Problem description> Locate each line of the material containing the word "cardigan" and copy it out in full. Match case exactly.

Records to process>
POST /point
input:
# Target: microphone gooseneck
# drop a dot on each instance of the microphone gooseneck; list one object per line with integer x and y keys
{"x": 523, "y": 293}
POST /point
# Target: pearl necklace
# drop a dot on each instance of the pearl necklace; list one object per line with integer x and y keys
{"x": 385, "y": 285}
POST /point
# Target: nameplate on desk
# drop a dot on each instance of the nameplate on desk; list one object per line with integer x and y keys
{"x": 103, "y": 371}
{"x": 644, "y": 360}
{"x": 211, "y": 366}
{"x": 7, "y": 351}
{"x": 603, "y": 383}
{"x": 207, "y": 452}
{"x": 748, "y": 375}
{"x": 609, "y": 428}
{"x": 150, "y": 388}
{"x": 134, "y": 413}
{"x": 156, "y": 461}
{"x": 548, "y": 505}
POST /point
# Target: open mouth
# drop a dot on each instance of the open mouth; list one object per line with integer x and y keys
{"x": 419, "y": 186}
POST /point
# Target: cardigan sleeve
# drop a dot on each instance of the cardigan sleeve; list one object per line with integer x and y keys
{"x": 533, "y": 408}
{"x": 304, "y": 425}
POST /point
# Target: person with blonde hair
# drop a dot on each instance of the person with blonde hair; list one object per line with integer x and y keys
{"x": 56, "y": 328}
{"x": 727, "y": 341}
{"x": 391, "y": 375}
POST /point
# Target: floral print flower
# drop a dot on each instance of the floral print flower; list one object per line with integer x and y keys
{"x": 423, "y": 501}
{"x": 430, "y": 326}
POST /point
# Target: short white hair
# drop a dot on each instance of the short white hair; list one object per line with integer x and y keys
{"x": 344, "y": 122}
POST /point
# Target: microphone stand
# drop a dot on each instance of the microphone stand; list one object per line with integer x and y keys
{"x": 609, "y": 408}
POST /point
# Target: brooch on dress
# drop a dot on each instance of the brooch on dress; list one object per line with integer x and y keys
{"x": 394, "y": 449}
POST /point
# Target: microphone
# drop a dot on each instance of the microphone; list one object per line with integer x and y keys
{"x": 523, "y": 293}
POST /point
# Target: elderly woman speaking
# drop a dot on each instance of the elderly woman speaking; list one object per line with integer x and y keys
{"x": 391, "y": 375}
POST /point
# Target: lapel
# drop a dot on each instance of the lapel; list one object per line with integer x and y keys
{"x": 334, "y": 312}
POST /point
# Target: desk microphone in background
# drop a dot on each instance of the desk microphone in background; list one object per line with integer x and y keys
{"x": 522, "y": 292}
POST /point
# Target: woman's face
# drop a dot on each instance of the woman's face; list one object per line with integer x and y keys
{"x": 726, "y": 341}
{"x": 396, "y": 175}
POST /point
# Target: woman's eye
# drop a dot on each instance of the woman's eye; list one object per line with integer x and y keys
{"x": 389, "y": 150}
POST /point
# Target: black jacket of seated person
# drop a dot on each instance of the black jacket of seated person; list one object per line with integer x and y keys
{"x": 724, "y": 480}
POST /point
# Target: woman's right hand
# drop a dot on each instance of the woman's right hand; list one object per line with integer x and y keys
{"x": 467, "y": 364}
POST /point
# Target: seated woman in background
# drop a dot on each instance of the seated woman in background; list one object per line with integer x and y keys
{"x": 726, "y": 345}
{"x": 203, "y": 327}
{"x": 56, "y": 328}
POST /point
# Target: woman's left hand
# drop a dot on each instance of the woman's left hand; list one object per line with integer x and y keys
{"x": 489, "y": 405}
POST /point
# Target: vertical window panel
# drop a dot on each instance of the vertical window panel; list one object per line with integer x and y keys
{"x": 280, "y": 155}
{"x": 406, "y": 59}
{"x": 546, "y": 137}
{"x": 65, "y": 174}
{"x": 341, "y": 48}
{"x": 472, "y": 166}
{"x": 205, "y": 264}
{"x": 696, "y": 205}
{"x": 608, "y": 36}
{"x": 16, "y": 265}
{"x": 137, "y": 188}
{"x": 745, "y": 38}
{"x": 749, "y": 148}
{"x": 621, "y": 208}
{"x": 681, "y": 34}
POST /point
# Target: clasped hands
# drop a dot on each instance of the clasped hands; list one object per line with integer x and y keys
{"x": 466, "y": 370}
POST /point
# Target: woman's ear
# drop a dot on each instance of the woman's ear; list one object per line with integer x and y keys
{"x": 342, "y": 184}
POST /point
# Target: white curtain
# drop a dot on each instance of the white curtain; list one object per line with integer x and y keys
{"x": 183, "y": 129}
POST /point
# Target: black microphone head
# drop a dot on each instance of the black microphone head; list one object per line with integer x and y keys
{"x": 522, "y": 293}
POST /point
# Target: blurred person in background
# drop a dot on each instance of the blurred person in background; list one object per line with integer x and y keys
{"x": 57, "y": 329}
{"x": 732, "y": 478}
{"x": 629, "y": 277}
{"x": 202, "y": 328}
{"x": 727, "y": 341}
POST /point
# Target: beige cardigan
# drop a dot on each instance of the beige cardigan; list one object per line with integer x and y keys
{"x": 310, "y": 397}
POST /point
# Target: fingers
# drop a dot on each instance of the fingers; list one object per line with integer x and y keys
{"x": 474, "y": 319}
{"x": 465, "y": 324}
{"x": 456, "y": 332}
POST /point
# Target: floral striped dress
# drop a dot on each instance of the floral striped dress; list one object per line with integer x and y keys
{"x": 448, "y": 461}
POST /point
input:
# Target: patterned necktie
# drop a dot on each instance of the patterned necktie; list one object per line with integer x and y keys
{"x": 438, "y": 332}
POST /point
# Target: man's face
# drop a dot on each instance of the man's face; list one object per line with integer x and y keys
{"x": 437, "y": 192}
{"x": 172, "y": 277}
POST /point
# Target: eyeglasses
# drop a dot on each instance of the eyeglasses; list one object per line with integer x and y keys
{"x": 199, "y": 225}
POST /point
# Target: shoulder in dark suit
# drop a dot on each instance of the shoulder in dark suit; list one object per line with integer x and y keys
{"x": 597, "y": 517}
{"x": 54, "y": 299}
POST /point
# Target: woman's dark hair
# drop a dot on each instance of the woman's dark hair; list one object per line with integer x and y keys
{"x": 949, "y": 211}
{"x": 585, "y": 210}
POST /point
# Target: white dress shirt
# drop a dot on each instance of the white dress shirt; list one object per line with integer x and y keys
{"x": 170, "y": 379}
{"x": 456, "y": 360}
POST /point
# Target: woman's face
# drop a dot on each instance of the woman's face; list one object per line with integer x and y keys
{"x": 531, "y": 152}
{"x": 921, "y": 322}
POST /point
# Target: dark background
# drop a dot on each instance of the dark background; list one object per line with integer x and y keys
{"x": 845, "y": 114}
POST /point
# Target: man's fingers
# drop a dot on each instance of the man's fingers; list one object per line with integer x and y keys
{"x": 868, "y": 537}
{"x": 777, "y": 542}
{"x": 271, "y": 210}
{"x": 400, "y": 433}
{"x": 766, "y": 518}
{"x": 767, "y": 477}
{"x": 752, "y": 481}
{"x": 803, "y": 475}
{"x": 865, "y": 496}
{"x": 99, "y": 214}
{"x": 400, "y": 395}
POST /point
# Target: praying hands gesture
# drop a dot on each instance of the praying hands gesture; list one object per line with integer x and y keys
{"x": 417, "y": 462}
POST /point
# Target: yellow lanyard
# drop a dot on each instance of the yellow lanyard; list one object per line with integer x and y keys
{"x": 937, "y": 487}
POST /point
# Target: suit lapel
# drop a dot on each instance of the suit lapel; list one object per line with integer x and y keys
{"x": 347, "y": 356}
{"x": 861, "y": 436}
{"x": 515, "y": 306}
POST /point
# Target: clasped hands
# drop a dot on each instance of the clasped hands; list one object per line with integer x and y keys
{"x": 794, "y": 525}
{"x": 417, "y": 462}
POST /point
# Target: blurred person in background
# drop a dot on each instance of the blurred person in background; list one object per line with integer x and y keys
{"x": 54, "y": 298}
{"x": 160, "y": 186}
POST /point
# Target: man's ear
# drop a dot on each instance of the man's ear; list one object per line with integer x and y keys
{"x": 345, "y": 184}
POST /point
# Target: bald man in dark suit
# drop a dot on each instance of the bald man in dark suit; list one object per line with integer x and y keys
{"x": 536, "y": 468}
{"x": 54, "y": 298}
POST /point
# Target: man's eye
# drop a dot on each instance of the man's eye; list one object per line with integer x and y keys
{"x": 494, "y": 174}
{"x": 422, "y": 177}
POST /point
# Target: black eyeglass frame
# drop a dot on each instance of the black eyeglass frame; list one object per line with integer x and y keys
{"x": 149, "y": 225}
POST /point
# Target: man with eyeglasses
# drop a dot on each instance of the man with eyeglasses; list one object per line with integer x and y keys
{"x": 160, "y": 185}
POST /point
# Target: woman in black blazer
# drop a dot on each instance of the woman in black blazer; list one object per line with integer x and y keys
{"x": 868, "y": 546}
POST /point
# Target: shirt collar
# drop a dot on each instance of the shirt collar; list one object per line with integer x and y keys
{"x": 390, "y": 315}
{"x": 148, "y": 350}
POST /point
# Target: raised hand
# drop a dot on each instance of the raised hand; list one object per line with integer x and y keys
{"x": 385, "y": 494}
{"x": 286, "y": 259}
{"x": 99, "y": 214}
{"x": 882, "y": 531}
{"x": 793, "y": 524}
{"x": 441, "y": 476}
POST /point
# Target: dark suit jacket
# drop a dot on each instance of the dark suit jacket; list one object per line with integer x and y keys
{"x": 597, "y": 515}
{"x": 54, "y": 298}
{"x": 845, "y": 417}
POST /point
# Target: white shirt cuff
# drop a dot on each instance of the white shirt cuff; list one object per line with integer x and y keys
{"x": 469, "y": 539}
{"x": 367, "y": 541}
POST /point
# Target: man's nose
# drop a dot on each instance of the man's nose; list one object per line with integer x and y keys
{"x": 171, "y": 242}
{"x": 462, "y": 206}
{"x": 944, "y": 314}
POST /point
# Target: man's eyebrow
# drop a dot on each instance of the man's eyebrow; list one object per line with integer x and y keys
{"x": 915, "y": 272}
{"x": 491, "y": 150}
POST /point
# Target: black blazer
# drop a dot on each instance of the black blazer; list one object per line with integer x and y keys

Exercise answer>
# Target: cardigan sleeve
# drop a dot on each instance of the cardigan sleeve; list one object per line with integer x and y keys
# Target: beige cardigan
# drop a dot on each instance of the beige cardigan; list one object per line with integer x and y keys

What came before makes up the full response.